# Textauszug:
■ ■ ■

Wir haben dutzende Vorschläge gemacht. Es gab nie einen Zweifel darüber, dass wir Eigentums- und Erbschaftssteuern nicht zustimmen werden. Es ist meine tiefe Überzeugung, dass Radikale für kein einziges Problem eine Lösung bieten, sondern nur davon leben, diese zu beschreiben.
Bundeskanzler Karl Nehammer, https://twitter.com/search?q=karl%20nehammer&src=typed_query
Laut Bundeskanzler Nehammer gab es in den Verhandlungen eine Folge von Aufs und Abs mit der SPÖ. Zuletzt habe sich aber die Klassenkampfrhetorik des Andi Babler wieder durchgesetzt. Ein eindimensionaler Blick habe geherrscht und das große Ganze einer modernen Wirtschaft sei dabei verlorenen gegangen. Wer nur gegen die „Begünstigung des Kapitals“ polemisiert, der vergisst dabei, dass ein attraktiver Wirtschaftsstandort für Arbeitsplätze essentiell wichtig ist. Von der SPÖ kam viel „Retropolitik“ und „Schubladendiskussionen“ resümiert Karl Nehammer.

■ ■ ■

# Erfasste Daten:
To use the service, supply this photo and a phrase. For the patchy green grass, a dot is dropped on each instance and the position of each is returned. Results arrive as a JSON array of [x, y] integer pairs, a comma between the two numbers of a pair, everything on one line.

■ ■ ■

# Aufgaben:
• 1. Zitieren Sie aus dem Textauszug alles von „Wir haben dutzende“ bis einschließlich „diese zu beschreiben.“.
• 2. Welchen Steuern wird laut dem Textauszug nicht zugestimmt?
• 3. Fassen Sie den Textauszug in zwei Sätzen zusammen.

# Lösungen:
• 1.
Wir haben dutzende Vorschläge gemacht. Es gab nie einen Zweifel darüber, dass wir Eigentums- und Erbschaftssteuern nicht zustimmen werden. Es ist meine tiefe Überzeugung, dass Radikale für kein einziges Problem eine Lösung bieten, sondern nur davon leben, diese zu beschreiben.

• 2. Eigentums- und Erbschaftssteuern.

• 3. Bundeskanzler Karl Nehammer erklärt, man habe dutzende Vorschläge gemacht und es habe nie Zweifel gegeben, dass man Eigentums- und Erbschaftssteuern nicht zustimmen werde. Die Verhandlungen mit der SPÖ beschreibt er als Folge von Aufs und Abs, in der sich zuletzt die Klassenkampfrhetorik des Andi Babler durchgesetzt habe und von der SPÖ viel „Retropolitik“ gekommen sei.